» **CONSIGNES DE TRAVAIL**
1) Répondez à ces questions sur le texte consacré à la culture pendant le confinement :
(a) Pourquoi la culture peut-elle être vue pour l'instant en seconde ligne ?
(b) À quel hôpital iront les fonds de l'œuvre collective de Charles Kaisin ?
(c) Selon la dernière partie du texte, dans quel but la culture aide-t-elle à développer l'esprit critique ?
2) Recopiez le texte consacré à la culture pendant le confinement, de « Qu’est-ce que la » à « son rôle demain. ».

» **EXTRAIT PRÉSENTÉ**
◇ ◇ ◇ ◇ ◇
Imaginez le confinement sans pouvoir écouter de la musique, sans pouvoir lire ou regarder un film, un documentaire, sans pouvoir visiter virtuellement un musée, sans pouvoir prendre part à des débats d’idées… Impossible ! La culture est partout même si elle peut être considérée pour l’instant en seconde ligne vu l’urgence de régler avant tout la crise sanitaire. — Bernadette Bonnier (Le Delta)

Qu’est-ce que la culture ? Pour moi, cela a toujours été un investigateur d’esprit critique, un moteur d’idées nouvelles, un outil « d’éducation », de médiation, de réflexion citoyenne, etc.

De nombreux artistes contribuent à la crise par des prestations sur les réseaux, des e-festivals, des écrivains prennent la parole, Charles Kaisin invite le public à participer à une œuvre collective dont les fonds seront versés à l’hôpital Erasme, œuvre qui sera ensuite exposée au musée Kanal, etc.

La culture est donc bien présente et continue à interroger, à questionner, à contribuer au développement de cet esprit critique, dans l’objectif de créer des sociétés plus justes. Et ce sera encore son rôle demain.
◇ ◇ ◇ ◇ ◇
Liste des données

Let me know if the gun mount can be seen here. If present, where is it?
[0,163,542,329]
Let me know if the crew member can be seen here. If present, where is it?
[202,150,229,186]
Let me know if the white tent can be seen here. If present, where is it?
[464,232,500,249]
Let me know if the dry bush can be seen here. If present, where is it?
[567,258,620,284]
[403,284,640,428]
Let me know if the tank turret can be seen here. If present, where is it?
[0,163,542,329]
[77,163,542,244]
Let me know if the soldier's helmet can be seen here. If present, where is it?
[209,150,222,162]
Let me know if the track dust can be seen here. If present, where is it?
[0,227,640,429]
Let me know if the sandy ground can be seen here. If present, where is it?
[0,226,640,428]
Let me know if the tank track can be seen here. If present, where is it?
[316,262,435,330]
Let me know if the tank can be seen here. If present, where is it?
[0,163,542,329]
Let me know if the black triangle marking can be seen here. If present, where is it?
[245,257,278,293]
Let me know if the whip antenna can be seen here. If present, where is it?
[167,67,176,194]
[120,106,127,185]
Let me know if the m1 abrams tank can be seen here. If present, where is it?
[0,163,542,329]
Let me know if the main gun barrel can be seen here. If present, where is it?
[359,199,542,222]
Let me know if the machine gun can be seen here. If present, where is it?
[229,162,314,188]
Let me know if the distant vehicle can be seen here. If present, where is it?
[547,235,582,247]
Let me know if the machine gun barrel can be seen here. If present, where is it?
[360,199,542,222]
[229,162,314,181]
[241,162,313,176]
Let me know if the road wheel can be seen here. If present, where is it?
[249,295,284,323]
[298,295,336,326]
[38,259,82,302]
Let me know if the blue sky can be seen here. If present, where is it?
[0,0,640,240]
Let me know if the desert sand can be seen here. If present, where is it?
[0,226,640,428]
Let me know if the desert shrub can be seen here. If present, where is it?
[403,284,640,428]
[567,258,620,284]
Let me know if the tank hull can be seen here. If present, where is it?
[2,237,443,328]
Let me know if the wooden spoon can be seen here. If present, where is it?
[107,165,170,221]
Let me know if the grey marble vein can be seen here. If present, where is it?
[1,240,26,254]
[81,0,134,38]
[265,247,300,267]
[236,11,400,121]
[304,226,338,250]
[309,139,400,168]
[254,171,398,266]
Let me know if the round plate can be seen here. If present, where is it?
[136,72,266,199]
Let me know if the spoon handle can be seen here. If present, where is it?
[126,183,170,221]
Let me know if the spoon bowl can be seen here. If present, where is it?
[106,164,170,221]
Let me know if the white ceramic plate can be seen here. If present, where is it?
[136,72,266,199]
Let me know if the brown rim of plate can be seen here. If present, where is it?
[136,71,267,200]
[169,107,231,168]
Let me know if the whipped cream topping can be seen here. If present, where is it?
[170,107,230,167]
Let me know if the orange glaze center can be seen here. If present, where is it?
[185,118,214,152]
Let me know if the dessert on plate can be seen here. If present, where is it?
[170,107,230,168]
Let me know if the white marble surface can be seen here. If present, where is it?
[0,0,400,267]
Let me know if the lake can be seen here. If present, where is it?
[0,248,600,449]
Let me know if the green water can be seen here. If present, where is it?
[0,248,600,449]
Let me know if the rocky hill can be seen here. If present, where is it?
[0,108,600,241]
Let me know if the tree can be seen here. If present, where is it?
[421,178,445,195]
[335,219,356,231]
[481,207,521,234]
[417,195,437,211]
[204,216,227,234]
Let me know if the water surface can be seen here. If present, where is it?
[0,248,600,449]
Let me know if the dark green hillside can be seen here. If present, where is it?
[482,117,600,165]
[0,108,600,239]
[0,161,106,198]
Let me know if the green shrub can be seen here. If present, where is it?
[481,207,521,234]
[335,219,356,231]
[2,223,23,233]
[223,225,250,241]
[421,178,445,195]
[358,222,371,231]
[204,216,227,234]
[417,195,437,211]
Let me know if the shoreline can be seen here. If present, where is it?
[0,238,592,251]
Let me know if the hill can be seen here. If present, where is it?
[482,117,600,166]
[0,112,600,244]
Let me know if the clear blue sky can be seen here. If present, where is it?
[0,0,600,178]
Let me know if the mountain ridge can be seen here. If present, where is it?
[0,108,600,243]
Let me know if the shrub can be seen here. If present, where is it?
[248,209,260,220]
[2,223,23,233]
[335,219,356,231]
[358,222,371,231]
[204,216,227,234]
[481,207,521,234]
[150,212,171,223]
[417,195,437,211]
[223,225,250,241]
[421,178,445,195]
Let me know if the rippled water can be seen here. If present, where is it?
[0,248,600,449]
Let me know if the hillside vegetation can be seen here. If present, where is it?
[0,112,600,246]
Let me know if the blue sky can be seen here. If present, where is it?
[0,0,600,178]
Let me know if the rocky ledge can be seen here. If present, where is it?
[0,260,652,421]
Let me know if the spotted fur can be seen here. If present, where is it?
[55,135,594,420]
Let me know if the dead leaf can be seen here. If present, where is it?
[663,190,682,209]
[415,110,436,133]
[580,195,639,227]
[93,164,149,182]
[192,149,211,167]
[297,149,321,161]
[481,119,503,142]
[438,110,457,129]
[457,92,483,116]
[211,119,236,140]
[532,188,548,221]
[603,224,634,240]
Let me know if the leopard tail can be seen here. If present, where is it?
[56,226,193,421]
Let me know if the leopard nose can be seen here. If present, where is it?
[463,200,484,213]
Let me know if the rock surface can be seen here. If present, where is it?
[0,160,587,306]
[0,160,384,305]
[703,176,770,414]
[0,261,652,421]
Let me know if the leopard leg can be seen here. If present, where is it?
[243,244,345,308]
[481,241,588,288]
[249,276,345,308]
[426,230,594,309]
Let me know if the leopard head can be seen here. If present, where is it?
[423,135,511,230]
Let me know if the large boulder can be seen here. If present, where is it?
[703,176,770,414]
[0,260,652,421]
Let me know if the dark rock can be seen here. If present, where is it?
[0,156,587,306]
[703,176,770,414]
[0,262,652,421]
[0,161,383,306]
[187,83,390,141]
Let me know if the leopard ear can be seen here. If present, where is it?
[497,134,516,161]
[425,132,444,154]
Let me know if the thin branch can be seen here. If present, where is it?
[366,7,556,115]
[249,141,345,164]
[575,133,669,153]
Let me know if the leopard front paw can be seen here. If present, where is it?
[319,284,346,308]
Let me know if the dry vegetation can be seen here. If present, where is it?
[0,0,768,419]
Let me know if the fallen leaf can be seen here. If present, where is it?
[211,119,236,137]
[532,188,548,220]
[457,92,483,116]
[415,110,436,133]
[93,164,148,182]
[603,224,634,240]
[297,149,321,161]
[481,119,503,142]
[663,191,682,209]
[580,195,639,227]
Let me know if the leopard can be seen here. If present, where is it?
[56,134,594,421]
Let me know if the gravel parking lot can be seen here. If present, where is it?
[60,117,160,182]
◇ ◇ ◇ ◇ ◇
» **RÉPONSES OBTENUES**
1)
(a) Parce qu'il est urgent de régler avant tout la crise sanitaire.
(b) À l'hôpital Erasme.
(c) Dans le but de créer des sociétés plus justes.

2)
Qu’est-ce que la culture ? Pour moi, cela a toujours été un investigateur d’esprit critique, un moteur d’idées nouvelles, un outil « d’éducation », de médiation, de réflexion citoyenne, etc.

De nombreux artistes contribuent à la crise par des prestations sur les réseaux, des e-festivals, des écrivains prennent la parole, Charles Kaisin invite le public à participer à une œuvre collective dont les fonds seront versés à l’hôpital Erasme, œuvre qui sera ensuite exposée au musée Kanal, etc.

La culture est donc bien présente et continue à interroger, à questionner, à contribuer au développement de cet esprit critique, dans l’objectif de créer des sociétés plus justes. Et ce sera encore son rôle demain.